**GIVEN TASK 1**
From the content negotiation excerpt, extract everything from "in which the" down to "in Dublin Core.".
**GIVEN TASK 2**
In the content negotiation excerpt, which HTTP servers are named as currently supporting content negotiation?
**GIVEN TASK 3**
Turn the paragraph of the content negotiation excerpt that begins "Content-negotiation has been in HTTP" into a short bulleted list that keeps its main facts.

=== SELECTED EXCERPT ===

HTTP's content negotiation is a way for browsers and servers to "negotiate" for content [Behlendorf]. The following is an simple example of this type of negotiation:
Client: I'd like a copy of Maya Angelou's poem "On the Pulse of Morning" and any bibliographic information you may have in MARC or TEI formats. Server: I do have this poem, however the only bibliographic information I have on this is encoded in the Dublin Core format.
in which the client could either automatically or interactively choose
Client:OK, give me both the poem and the bibliographic information in Dublin Core.
or
Client:I can't handle that format of bibliographic information... Only give me the poem.
Content negotiation allows the browser to tell the server what types of information it prefers or can easily handle, and the server automatically provides it, in one step. SGML marked sections and DTD declarations could encapsulate this bibliographic information and provide a way to include or exclude this information. The following is an example of this encapsulation of the CITATION in SGML:
<!DOCTYPE HTML PUBLIC "HTTP://PURL.ORG/NET/DTD/HTML-DC.DTD"> <HTML> <HEAD> <TITLE>Transcription of Maya Angelou's "On the Pulse of Morning"</TITLE> <![ &if-citation; [ <CITATION> <TITLE>On the Pulse of Morning</TITLE> <AUTHOR SCHEME = "AACR2">Angelou, Maya</AUTHOR> <PUBLISHER> University of Virginia Library Electronic Text Center</PUBLISHER> <OTHERAGENT TYPE="TRANSCRIBER"> University of Virginia Electronic Text Center</OTHERAGENT> ... ]>
The corresponding DTD for this citation located at "HTTP://PURL.ORG/NET/DTD/HTML-DC.DTD" would then specify:
<!ENTITY % if-citation "INCLUDE">or
<!ENTITY % if-citation "IGNORE">
to include or omit the citation information.
Content-negotiation has been in HTTP since the early days of the web. It requires that both the server and client support this protocol. Unfortunately, only a few HTTP servers, such as the Apache and W3O server currently support it. Few WWW clients use it correctly and fully. [Behlendorf].

=== SUPPLIED MATERIAL ===

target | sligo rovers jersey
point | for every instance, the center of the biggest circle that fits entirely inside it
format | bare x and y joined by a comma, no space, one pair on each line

===

**TASK OUTPUT 1**
in which the client could either automatically or interactively choose
Client:OK, give me both the poem and the bibliographic information in Dublin Core.

**TASK OUTPUT 2**
The Apache and W3O servers.

**TASK OUTPUT 3**
- Content negotiation has been part of HTTP since the early days of the web.
- Both the server and the client must support the protocol.
- Only a few HTTP servers, such as Apache and the W3O server, currently support it.
- Few WWW clients use it correctly and fully.